_GIVEN RECORDS_

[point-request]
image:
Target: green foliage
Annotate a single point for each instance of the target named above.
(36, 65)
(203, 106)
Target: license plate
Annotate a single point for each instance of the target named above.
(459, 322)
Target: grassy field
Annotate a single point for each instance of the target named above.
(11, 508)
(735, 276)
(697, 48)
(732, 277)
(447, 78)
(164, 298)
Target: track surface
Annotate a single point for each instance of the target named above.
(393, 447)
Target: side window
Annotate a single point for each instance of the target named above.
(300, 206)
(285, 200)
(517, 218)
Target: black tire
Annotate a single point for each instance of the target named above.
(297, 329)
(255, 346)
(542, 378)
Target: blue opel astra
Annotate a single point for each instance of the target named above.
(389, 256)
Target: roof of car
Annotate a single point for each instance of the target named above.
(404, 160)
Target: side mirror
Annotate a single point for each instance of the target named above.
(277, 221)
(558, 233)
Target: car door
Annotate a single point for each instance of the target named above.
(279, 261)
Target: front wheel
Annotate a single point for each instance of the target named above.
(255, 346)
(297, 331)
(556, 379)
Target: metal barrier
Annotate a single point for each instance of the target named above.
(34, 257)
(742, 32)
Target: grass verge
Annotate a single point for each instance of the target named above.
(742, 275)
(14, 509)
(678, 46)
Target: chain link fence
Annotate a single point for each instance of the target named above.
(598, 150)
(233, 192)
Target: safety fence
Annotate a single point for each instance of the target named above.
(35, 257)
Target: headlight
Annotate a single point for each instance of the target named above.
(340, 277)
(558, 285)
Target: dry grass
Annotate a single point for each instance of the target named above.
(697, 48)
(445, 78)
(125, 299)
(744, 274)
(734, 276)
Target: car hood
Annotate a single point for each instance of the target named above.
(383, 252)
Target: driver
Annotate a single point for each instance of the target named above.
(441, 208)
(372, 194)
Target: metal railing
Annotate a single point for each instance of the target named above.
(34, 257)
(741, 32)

_EXERCISE_
Lay out every line of the entries above as a Markdown table with two columns, Row and Line, numbering the rows in order and omitting any blank lines.

_CORRECT RESPONSE_
| Row | Line |
|---|---|
| 1 | [point-request] |
| 2 | image: |
| 3 | Target: green foliage |
| 4 | Annotate a single point for each instance of the target named above. |
| 5 | (36, 65) |
| 6 | (203, 106) |
| 7 | Target: license plate |
| 8 | Annotate a single point for each instance of the target named above. |
| 9 | (459, 322) |
| 10 | Target: grassy field |
| 11 | Annotate a single point for each instance of the target named above. |
| 12 | (11, 508) |
| 13 | (735, 276) |
| 14 | (697, 48) |
| 15 | (732, 277) |
| 16 | (447, 78) |
| 17 | (164, 298) |
| 18 | Target: track surface |
| 19 | Annotate a single point for each instance of the target named above. |
| 20 | (393, 447) |
| 21 | Target: side window |
| 22 | Annotate a single point for each instance of the target named above. |
| 23 | (300, 206) |
| 24 | (285, 200) |
| 25 | (517, 218) |
| 26 | Target: black tire |
| 27 | Annotate a single point for each instance of the target named above. |
| 28 | (297, 329) |
| 29 | (255, 346) |
| 30 | (542, 378) |
| 31 | Target: blue opel astra |
| 32 | Annotate a single point for each instance of the target named above. |
| 33 | (389, 256) |
| 34 | Target: roof of car |
| 35 | Annotate a single point for each instance of the target named above. |
| 36 | (404, 160) |
| 37 | Target: side mirror |
| 38 | Annotate a single point for each instance of the target named above. |
| 39 | (277, 221) |
| 40 | (558, 233) |
| 41 | Target: car door |
| 42 | Annotate a single point for each instance of the target named above. |
| 43 | (279, 261) |
| 44 | Target: front wheel |
| 45 | Annotate a single point for each instance of the target named above. |
| 46 | (255, 346) |
| 47 | (297, 331) |
| 48 | (556, 379) |
| 49 | Target: metal barrier |
| 50 | Annotate a single point for each instance of the target named above. |
| 51 | (34, 257) |
| 52 | (742, 32) |
| 53 | Target: grass verge |
| 54 | Annotate a single point for each instance of the target named above. |
| 55 | (742, 275) |
| 56 | (14, 509) |
| 57 | (678, 46) |
| 58 | Target: chain link fence |
| 59 | Annotate a single point for each instance of the target named above. |
| 60 | (598, 150) |
| 61 | (233, 192) |
| 62 | Target: safety fence |
| 63 | Annotate a single point for each instance of the target named above. |
| 64 | (35, 257) |
| 65 | Target: headlight |
| 66 | Annotate a single point for each instance of the target named above. |
| 67 | (340, 277) |
| 68 | (558, 285) |
| 69 | Target: dry grass |
| 70 | Annotate a single point for each instance of the target named above. |
| 71 | (697, 48) |
| 72 | (445, 78) |
| 73 | (125, 299) |
| 74 | (744, 274) |
| 75 | (734, 276) |
| 76 | Target: car hood |
| 77 | Annotate a single point for each instance of the target named above. |
| 78 | (383, 252) |
| 79 | Target: driver |
| 80 | Annotate a single point for each instance of the target named above. |
| 81 | (441, 208) |
| 82 | (372, 194) |
| 83 | Target: metal railing |
| 84 | Annotate a single point for each instance of the target named above. |
| 85 | (34, 257) |
| 86 | (741, 32) |